> [Dataset records]

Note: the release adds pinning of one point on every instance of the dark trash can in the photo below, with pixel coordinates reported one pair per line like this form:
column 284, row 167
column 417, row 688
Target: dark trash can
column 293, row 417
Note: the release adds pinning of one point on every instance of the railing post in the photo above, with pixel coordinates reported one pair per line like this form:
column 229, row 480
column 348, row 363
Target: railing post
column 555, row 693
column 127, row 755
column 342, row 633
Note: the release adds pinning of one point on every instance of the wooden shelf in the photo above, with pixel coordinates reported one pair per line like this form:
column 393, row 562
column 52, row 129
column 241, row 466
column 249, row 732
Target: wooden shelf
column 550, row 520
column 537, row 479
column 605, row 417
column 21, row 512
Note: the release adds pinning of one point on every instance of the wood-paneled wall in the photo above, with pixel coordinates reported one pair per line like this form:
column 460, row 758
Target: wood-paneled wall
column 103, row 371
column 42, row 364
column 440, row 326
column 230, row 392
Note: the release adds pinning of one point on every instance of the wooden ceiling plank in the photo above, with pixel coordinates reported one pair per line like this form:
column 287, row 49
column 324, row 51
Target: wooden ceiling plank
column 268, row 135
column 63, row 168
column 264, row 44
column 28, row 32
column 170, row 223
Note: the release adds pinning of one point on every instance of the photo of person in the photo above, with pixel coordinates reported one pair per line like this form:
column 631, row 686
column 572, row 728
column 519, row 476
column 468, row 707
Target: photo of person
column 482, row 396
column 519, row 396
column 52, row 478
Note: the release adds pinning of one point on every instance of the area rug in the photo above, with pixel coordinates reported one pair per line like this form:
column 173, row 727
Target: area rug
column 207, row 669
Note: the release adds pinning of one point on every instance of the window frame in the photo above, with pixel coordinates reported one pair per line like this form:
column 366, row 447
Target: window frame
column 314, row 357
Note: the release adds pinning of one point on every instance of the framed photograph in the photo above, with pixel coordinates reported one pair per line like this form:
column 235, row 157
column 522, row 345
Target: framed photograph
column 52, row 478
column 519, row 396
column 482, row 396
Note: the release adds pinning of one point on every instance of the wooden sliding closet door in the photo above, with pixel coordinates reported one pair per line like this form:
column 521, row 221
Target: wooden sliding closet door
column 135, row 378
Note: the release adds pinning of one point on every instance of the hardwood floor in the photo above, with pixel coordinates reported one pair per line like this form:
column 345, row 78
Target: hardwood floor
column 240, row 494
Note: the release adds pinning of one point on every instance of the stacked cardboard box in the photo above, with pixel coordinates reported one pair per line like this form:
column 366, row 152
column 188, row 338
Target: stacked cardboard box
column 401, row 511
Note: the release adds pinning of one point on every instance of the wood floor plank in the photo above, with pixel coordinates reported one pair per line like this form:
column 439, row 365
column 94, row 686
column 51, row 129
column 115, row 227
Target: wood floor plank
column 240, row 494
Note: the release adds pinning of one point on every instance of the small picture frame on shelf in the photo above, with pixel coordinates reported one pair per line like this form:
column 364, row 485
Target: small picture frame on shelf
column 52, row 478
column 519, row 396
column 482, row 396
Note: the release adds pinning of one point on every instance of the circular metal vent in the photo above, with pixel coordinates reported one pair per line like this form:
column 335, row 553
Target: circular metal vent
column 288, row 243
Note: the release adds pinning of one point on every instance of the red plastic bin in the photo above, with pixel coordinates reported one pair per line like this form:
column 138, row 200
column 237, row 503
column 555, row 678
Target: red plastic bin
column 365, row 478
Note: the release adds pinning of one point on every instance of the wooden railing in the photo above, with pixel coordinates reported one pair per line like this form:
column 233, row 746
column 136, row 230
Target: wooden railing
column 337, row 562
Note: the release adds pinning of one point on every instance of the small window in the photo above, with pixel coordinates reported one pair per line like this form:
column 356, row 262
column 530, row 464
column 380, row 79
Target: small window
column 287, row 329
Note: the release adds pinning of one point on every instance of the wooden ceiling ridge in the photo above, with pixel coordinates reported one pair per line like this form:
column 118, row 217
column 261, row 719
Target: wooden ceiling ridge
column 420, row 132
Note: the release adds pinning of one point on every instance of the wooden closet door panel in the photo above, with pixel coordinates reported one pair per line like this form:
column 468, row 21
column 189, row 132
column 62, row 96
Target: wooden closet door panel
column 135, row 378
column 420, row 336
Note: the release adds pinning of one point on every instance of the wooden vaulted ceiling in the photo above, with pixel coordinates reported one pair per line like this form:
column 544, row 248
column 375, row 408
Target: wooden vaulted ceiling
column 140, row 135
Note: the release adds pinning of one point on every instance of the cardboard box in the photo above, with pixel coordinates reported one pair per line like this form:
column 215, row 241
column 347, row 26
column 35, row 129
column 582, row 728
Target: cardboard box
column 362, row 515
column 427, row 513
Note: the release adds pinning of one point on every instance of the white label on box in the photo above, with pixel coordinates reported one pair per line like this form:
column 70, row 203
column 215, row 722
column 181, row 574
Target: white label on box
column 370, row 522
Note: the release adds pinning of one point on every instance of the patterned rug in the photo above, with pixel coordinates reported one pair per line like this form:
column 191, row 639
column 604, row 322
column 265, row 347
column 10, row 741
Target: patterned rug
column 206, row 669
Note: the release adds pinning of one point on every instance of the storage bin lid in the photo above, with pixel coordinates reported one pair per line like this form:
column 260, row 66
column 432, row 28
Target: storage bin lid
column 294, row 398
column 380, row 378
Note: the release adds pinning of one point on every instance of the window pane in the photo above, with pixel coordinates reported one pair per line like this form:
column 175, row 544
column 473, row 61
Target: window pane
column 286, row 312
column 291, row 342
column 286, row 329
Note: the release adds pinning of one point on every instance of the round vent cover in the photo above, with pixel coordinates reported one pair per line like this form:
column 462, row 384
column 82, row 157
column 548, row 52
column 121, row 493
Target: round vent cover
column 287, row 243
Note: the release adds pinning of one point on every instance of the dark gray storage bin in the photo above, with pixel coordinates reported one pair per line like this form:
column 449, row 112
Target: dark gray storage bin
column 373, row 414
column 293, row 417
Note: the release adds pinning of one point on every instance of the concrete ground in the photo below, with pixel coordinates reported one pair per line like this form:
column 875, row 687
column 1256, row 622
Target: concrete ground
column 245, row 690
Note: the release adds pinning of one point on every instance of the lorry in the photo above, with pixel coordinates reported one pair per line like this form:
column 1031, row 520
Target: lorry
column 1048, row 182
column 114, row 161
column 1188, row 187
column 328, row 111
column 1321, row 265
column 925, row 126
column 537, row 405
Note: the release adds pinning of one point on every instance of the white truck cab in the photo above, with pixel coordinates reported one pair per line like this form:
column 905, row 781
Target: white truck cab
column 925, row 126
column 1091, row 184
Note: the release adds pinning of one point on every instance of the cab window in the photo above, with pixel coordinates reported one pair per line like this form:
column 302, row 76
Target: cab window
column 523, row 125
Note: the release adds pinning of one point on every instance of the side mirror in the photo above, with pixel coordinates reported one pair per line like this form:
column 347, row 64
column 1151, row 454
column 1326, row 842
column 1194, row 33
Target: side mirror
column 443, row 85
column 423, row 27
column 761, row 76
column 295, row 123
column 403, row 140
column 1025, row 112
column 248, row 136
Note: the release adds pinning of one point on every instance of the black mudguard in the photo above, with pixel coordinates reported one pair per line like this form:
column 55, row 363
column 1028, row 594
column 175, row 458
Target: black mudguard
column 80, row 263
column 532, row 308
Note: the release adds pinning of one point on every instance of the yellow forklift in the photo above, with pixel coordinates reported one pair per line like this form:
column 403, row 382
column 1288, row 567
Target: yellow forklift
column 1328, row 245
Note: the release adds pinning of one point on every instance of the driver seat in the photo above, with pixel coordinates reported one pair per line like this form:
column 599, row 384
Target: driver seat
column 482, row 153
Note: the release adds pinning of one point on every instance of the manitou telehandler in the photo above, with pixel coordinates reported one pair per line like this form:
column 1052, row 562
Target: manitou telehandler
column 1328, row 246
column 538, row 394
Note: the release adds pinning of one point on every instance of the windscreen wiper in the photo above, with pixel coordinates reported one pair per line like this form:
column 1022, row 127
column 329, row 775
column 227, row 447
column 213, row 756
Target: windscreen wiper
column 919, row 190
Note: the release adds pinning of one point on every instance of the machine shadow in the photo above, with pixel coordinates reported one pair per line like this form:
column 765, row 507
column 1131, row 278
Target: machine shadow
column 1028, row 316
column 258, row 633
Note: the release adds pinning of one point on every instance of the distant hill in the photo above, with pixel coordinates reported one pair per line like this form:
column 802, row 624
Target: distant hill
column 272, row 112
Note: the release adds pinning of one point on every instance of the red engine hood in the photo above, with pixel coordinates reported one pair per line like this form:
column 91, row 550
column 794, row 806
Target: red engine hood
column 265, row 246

> [Your assignment] Across the records above, show each line containing the word "below".

> [Written answer]
Note: the release adds pinning of one point on every instance of the dark trash can in the photo below, with pixel coordinates reported one pair per line like this form:
Note: the release adds pinning of one point on every instance of the concrete ground in the photo below, with pixel coordinates reported one pair per line like this form:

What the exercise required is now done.